─── Input ───
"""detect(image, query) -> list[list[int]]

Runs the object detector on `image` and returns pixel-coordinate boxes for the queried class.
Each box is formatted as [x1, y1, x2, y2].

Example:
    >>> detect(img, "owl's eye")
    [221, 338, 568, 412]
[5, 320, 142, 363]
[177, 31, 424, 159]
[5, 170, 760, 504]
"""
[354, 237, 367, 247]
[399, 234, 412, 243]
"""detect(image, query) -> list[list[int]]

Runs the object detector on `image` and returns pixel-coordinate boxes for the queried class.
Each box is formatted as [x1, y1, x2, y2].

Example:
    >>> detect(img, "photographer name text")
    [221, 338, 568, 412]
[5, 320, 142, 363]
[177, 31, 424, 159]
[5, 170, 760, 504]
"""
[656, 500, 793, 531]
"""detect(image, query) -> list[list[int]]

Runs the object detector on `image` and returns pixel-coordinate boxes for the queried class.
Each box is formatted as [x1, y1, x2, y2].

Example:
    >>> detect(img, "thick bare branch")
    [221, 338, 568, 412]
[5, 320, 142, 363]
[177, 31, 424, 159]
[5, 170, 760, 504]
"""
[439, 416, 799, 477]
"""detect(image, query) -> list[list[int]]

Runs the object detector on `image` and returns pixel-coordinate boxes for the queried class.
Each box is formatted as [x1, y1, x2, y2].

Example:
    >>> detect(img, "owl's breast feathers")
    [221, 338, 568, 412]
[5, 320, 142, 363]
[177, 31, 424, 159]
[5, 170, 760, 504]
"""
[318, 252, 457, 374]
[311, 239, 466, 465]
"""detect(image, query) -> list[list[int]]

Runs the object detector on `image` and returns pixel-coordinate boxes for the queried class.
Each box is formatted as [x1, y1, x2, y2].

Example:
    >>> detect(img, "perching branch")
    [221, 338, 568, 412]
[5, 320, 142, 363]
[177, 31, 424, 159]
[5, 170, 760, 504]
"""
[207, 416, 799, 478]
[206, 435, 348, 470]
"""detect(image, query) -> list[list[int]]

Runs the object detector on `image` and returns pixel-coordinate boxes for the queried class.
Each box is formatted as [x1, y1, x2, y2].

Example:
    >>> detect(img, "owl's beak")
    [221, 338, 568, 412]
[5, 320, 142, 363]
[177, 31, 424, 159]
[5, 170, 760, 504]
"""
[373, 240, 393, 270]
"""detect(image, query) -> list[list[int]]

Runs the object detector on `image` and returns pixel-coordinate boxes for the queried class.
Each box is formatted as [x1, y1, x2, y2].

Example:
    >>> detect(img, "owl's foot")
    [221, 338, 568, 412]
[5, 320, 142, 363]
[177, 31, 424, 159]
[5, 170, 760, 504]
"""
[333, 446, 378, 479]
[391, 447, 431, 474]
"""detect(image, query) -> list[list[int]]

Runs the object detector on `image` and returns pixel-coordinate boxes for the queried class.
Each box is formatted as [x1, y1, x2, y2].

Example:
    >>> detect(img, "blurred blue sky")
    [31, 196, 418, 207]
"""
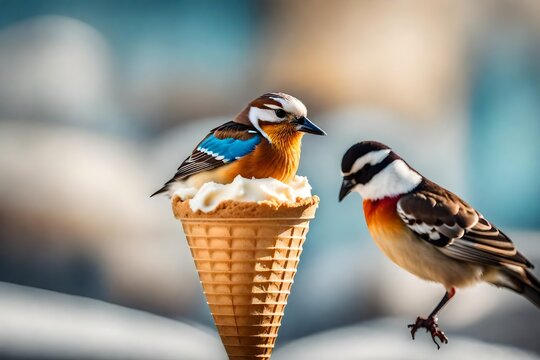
[470, 30, 540, 228]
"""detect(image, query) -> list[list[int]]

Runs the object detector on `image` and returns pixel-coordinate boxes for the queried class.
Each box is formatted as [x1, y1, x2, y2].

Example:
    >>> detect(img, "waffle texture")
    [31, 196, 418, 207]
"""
[173, 196, 319, 359]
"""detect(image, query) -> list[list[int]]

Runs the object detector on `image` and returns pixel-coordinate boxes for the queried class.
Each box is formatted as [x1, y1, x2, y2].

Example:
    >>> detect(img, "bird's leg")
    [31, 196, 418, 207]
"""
[408, 288, 455, 349]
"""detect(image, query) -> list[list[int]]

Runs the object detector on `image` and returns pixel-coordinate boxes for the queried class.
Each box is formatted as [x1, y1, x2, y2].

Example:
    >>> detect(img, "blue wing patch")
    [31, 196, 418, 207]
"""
[151, 125, 262, 195]
[197, 134, 261, 162]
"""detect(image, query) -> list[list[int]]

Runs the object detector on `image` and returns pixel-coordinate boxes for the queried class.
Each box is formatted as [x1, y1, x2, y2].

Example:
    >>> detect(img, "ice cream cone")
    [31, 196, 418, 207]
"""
[173, 196, 319, 360]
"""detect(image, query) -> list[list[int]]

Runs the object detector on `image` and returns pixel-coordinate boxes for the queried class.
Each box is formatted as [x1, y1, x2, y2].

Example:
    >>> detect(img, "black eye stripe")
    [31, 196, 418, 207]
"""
[354, 155, 398, 185]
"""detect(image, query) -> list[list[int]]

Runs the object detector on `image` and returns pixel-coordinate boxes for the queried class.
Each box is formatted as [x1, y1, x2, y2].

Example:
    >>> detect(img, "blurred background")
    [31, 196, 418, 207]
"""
[0, 0, 539, 359]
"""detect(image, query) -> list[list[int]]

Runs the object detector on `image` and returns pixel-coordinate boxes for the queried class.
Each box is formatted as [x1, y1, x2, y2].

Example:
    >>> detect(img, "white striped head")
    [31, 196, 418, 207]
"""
[339, 141, 422, 201]
[234, 92, 326, 141]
───
Exercise details
Please go through the entries and show every line with the word "blue".

Answer to this task
    >>> detect(img, "blurred blue sky")
    >>> detect(img, "blue wing patch")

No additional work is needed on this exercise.